Medicare overpaid hospitals $267M, OIG says

Medicare overpaid hospitals more than $267 million over a two-year period for inpatient claims with post-acute care transfers to home health services, according to a report from HHS' Office of Inspector General. 

The inspector general did the review after prior audits identified overpayments because hospitals did not comply with Medicare's post-acute care transfer policy. Subsequent analysis indicated hospitals may be using condition codes to bypass CMS' system edits to receive higher reimbursements for inpatients transferred to home health services, the OIG said. 

For fiscal years 2016 and 2017, the OIG examined a sample of 150 claims at risk of overpayment and had an independent medical review contractor review the medical records. 

"Medicare improperly paid most inpatient claims subject to the transfer policy when beneficiaries resumed home health services within three days of discharge but the hospitals failed to code the inpatient claim as a discharge to home with home health services or when the hospitals applied condition codes 42 (home health not related to inpatient stay) or 43 (home health not within three days of discharge)," the OIG said.

Assignment:
Continue the article on Medicare's hospital overpayments, starting right after its last sentence. The records have nothing to do with the article.

(Natural-language object grounding records)
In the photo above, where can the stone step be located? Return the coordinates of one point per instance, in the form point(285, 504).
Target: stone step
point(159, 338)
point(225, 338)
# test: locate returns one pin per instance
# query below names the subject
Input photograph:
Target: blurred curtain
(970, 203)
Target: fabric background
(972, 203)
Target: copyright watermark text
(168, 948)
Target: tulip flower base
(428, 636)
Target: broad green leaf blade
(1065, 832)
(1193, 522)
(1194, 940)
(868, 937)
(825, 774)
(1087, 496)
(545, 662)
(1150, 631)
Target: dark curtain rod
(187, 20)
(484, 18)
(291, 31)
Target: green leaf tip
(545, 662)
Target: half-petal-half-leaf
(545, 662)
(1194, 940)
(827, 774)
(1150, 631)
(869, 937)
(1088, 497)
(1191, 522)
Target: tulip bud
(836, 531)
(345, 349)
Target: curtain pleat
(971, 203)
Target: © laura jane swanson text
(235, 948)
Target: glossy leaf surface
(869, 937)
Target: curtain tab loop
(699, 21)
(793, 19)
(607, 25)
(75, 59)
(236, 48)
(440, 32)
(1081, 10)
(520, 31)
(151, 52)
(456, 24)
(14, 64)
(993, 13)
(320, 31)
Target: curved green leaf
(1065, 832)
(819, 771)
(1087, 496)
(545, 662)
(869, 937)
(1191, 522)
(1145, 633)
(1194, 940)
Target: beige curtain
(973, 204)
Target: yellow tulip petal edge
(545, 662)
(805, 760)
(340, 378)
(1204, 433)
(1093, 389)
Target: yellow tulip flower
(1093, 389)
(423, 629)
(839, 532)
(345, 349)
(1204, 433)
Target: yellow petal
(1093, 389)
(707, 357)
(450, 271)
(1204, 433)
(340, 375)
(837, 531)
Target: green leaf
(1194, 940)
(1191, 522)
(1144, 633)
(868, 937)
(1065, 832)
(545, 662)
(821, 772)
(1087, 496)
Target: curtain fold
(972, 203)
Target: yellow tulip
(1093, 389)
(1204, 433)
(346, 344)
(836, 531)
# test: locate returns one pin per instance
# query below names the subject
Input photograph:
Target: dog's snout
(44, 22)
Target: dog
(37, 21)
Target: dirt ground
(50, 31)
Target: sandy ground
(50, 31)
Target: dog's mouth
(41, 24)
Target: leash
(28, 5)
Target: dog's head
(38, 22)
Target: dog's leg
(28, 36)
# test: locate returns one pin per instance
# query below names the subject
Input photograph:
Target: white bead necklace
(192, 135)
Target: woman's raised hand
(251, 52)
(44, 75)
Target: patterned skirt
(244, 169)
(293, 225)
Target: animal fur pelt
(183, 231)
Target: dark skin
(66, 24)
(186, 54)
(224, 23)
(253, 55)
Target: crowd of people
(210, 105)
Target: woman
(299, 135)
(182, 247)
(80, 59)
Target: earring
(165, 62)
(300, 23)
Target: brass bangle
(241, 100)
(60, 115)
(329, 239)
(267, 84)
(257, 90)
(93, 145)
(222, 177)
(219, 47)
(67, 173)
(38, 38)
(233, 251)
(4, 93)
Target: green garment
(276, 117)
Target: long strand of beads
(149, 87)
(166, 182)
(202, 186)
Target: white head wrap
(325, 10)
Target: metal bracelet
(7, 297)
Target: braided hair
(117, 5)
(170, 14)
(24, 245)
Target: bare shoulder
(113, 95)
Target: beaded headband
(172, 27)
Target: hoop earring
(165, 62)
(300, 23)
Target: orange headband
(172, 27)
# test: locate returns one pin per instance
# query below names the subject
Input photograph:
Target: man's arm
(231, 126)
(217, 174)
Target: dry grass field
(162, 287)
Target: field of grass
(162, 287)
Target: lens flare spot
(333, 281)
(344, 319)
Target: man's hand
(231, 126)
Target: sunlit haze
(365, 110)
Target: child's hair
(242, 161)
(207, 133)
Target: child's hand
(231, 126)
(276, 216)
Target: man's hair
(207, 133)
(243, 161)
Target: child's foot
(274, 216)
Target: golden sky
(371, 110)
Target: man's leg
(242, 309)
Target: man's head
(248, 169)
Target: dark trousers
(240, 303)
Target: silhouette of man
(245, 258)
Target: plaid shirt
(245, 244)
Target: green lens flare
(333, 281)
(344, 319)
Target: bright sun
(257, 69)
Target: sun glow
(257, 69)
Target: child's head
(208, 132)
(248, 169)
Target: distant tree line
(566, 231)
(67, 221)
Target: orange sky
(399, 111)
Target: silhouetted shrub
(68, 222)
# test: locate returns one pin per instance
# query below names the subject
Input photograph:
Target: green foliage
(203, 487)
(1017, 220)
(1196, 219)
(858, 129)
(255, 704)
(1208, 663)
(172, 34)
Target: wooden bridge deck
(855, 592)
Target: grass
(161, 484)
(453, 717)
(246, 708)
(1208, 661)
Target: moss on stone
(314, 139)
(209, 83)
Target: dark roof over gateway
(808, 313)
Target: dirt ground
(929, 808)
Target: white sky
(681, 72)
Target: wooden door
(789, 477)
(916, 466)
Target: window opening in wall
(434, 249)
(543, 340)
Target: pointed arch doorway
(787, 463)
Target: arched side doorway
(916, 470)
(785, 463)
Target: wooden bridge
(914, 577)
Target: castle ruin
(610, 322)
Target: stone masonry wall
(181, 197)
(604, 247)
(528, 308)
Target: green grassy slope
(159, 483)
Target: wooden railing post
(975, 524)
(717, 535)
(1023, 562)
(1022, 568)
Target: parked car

Answer area:
Of the 150 claims in the sample, Medicare properly paid three and improperly paid 147 with $722,288 in overpayments. 

"Medicare should have paid these inpatient claims using a graduated per diem rate rather than full payment," the OIG said. 

Based on its sample results, the OIG estimated that Medicare improperly paid $267 million to hospitals over the two-year period. 

The inspector general made several recommendations, including that CMS recover a portion of the overpayments, reprocess the remaining inpatient claims in the OIG's sample frame with an incorrect patient discharge status or condition code, correct its related system edits and consider reducing the need for clinical judgment when processing claims under the post-acute care transfer policy. 

CMS concurred with most of the OIG's recommendations, according to the report.